WHAT NEEDS TO BE DONE:
Once the pictures are set aside, repeat all of the data below exactly.

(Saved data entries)
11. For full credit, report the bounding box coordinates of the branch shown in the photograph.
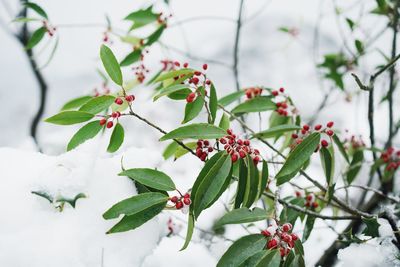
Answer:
[233,0,244,92]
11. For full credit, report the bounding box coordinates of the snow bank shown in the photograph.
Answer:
[0,144,189,266]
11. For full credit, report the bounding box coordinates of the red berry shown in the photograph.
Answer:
[194,71,202,76]
[312,202,319,208]
[125,95,135,102]
[295,191,301,197]
[244,140,250,146]
[174,61,180,67]
[261,230,271,237]
[279,87,285,93]
[231,153,238,162]
[111,112,120,118]
[271,90,279,96]
[291,233,298,241]
[175,201,183,209]
[170,196,178,203]
[267,239,278,249]
[205,80,211,85]
[321,139,329,147]
[106,121,114,128]
[208,147,213,152]
[314,124,322,131]
[192,77,199,84]
[327,121,334,128]
[184,193,190,199]
[99,119,107,125]
[239,151,246,158]
[183,62,189,68]
[115,98,123,105]
[202,64,208,70]
[282,223,292,232]
[291,133,298,139]
[326,130,334,136]
[303,124,310,131]
[183,198,191,205]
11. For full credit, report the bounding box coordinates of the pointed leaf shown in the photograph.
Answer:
[120,49,142,66]
[107,122,124,152]
[154,69,194,83]
[209,83,218,123]
[232,96,275,114]
[160,123,226,141]
[61,96,92,111]
[79,95,115,114]
[254,124,301,139]
[119,168,175,191]
[183,88,204,123]
[45,111,94,125]
[219,90,244,107]
[26,27,46,49]
[24,2,48,19]
[153,84,189,101]
[214,207,267,228]
[67,120,103,151]
[100,45,123,85]
[180,213,194,250]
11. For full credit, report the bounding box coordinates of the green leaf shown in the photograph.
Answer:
[355,39,364,54]
[219,113,230,130]
[302,215,315,242]
[160,123,226,141]
[219,91,244,107]
[214,207,267,228]
[61,96,92,111]
[79,95,115,114]
[346,18,355,31]
[320,147,335,185]
[163,141,179,160]
[231,96,275,114]
[153,84,189,101]
[235,158,247,208]
[124,6,159,29]
[257,160,269,199]
[276,133,321,185]
[333,134,350,163]
[106,201,165,233]
[56,193,86,208]
[100,45,123,86]
[254,124,301,139]
[45,111,94,125]
[67,120,103,151]
[107,122,124,152]
[119,168,176,191]
[180,213,194,250]
[174,142,197,159]
[103,192,168,219]
[31,190,53,203]
[192,153,232,218]
[154,69,194,83]
[216,234,266,267]
[243,156,259,207]
[24,2,48,19]
[209,83,218,123]
[120,49,142,66]
[183,88,204,123]
[255,250,280,267]
[362,217,380,238]
[145,25,165,45]
[347,150,364,184]
[26,27,47,49]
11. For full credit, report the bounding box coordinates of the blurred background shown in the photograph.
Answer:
[0,0,398,266]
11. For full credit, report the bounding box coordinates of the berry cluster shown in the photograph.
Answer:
[261,222,298,257]
[295,191,319,208]
[343,133,365,150]
[185,64,210,103]
[196,140,214,161]
[169,192,191,213]
[245,87,262,99]
[290,121,335,151]
[381,147,400,172]
[160,59,179,71]
[271,87,295,117]
[99,111,121,129]
[114,94,135,106]
[133,62,150,83]
[219,129,261,164]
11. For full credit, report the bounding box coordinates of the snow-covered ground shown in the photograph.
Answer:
[1,0,399,266]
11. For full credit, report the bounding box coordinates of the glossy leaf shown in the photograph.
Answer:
[276,133,320,185]
[107,123,124,152]
[103,192,168,219]
[45,111,94,125]
[302,215,315,242]
[24,2,48,19]
[67,120,103,151]
[120,49,142,66]
[61,96,92,111]
[162,141,179,160]
[119,168,175,191]
[154,69,194,83]
[153,84,189,101]
[255,250,280,267]
[320,147,335,185]
[217,234,266,267]
[218,91,244,107]
[234,158,247,208]
[180,213,194,250]
[254,124,301,139]
[124,6,158,29]
[79,95,115,114]
[100,45,123,85]
[145,25,165,45]
[332,134,350,163]
[192,153,232,218]
[362,217,380,238]
[174,142,197,159]
[243,156,259,207]
[106,201,165,234]
[257,160,269,199]
[214,207,267,228]
[231,96,275,114]
[26,27,46,49]
[209,83,218,123]
[182,88,204,123]
[346,150,364,184]
[219,113,230,130]
[160,123,226,141]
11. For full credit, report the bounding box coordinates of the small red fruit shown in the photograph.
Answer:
[261,230,271,237]
[115,98,123,105]
[314,124,322,131]
[231,153,238,162]
[303,124,310,131]
[321,139,329,147]
[326,130,334,136]
[202,64,208,70]
[99,119,107,125]
[271,90,279,96]
[267,239,278,249]
[282,223,292,232]
[175,201,184,209]
[170,196,178,203]
[279,87,285,93]
[183,198,191,205]
[106,121,114,128]
[183,62,189,68]
[312,202,319,208]
[327,121,334,128]
[125,95,135,102]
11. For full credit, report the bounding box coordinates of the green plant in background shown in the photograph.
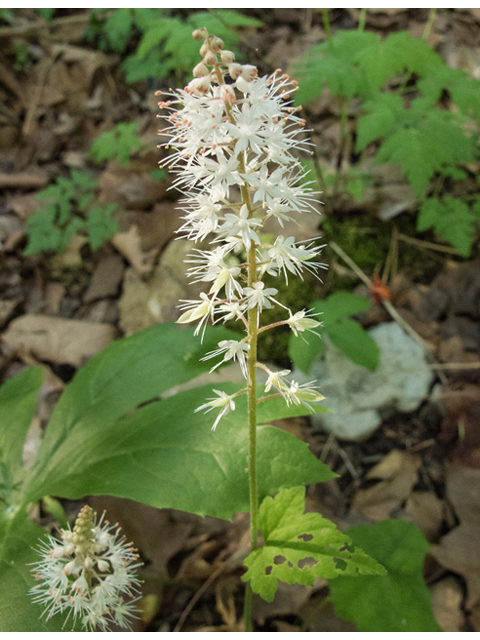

SOLVED PROBLEM:
11. For full credit, report the bounding box coordinates of the branch shown in the photograph.
Answer:
[233,0,244,92]
11. For full credit, report the bounding box coordinates of the snow bank shown in the photograph.
Answer:
[0,144,189,266]
11. For full credit, report the bounding box coordinates of the red berry shown in the photograph.
Answer:
[194,71,202,76]
[312,202,319,208]
[125,95,135,102]
[295,191,301,197]
[244,140,250,146]
[174,61,180,67]
[261,230,271,237]
[279,87,285,93]
[231,153,238,162]
[111,112,120,118]
[271,90,279,96]
[291,233,298,241]
[175,201,183,209]
[170,196,178,203]
[267,239,278,249]
[205,80,211,85]
[321,139,329,147]
[106,121,114,128]
[208,147,213,152]
[314,124,322,131]
[192,77,199,84]
[327,121,334,128]
[184,193,190,199]
[99,119,107,125]
[239,151,246,158]
[183,62,189,68]
[115,98,123,105]
[202,64,208,70]
[282,223,292,232]
[291,133,298,139]
[326,130,334,136]
[303,124,310,131]
[183,198,191,205]
11. For full credit, report the bounding box coordinates of the pointed leaf shown in the photograph.
Answer:
[120,49,142,66]
[107,122,124,152]
[154,69,194,83]
[209,83,218,123]
[232,96,275,114]
[160,123,226,141]
[61,96,92,111]
[79,95,115,114]
[254,124,301,139]
[119,168,175,191]
[183,88,204,123]
[45,111,94,125]
[219,90,244,107]
[26,27,46,49]
[24,2,48,19]
[153,84,189,101]
[214,207,267,228]
[67,120,103,151]
[100,45,123,85]
[180,213,194,250]
11. For full credit, report the bounding box coordinates of the green leaf shown in the photograph.
Answer:
[355,39,364,54]
[219,113,230,130]
[302,215,315,242]
[160,123,226,141]
[219,91,244,107]
[214,207,267,228]
[61,96,92,111]
[79,95,115,114]
[346,18,355,31]
[320,147,335,185]
[163,141,179,160]
[231,96,275,114]
[153,84,189,101]
[235,158,247,208]
[124,6,159,29]
[257,160,269,199]
[276,133,321,185]
[333,134,350,163]
[106,201,165,233]
[56,193,86,208]
[100,45,123,86]
[254,124,301,139]
[45,111,94,125]
[67,120,103,151]
[107,122,124,152]
[119,168,176,191]
[180,213,194,250]
[174,142,197,159]
[103,192,168,219]
[31,190,53,203]
[192,153,232,218]
[154,69,194,83]
[216,234,266,267]
[243,156,259,207]
[24,2,48,19]
[209,83,218,123]
[120,49,142,66]
[183,88,204,123]
[255,250,280,267]
[362,217,380,238]
[145,25,165,45]
[347,150,364,184]
[26,27,47,49]
11. For full credit, report the bounding box coordinates of the blurred background shown in the photograph.
Answer:
[0,0,398,266]
11. For full credit, report the bounding box coordinates of the berry cluster shown in the photograph.
Answer:
[261,222,298,257]
[295,191,319,208]
[343,133,365,150]
[185,64,210,103]
[196,140,214,161]
[169,192,191,213]
[245,87,262,99]
[290,121,335,151]
[381,147,400,172]
[160,59,179,71]
[271,87,295,117]
[99,111,121,129]
[114,94,135,106]
[133,62,150,83]
[219,129,261,164]
11. For full credit, report the bounding box coordinates of the snow-covered ground shown in the photograph.
Answer:
[1,0,399,266]
11. For full credit, report the bounding box coordinates of the glossy leaf shown in the photograph.
Answer:
[276,133,320,185]
[107,123,124,152]
[103,192,168,219]
[45,111,94,125]
[302,215,315,242]
[24,2,48,19]
[67,120,103,151]
[120,49,142,66]
[61,96,92,111]
[162,141,179,160]
[119,168,175,191]
[154,69,194,83]
[153,84,189,101]
[255,250,280,267]
[320,147,335,185]
[217,234,266,267]
[218,91,244,107]
[234,158,247,208]
[180,213,194,250]
[254,124,301,139]
[124,6,158,29]
[79,95,115,114]
[100,45,123,85]
[145,25,165,45]
[332,134,350,163]
[192,153,232,218]
[362,217,380,238]
[174,142,197,159]
[243,156,259,207]
[106,201,165,234]
[257,160,269,199]
[214,207,267,228]
[231,96,275,114]
[26,27,46,49]
[209,83,218,123]
[182,88,204,123]
[346,150,364,184]
[219,113,230,130]
[160,123,226,141]
11. For full credit, report the bounding box coordinates of the small red fruit shown in the photograph.
Answer:
[261,230,271,237]
[115,98,123,105]
[314,124,322,131]
[231,153,238,162]
[303,124,310,131]
[321,139,329,147]
[326,130,334,136]
[202,64,208,70]
[99,119,107,125]
[271,90,279,96]
[267,239,278,249]
[282,223,292,232]
[175,201,184,209]
[170,196,178,203]
[279,87,285,93]
[183,198,191,205]
[106,121,114,128]
[183,62,189,68]
[312,202,319,208]
[327,121,334,128]
[125,95,135,102]
11. For full credit, report the bounding box coordinates of the green plant in background shown in the photograph.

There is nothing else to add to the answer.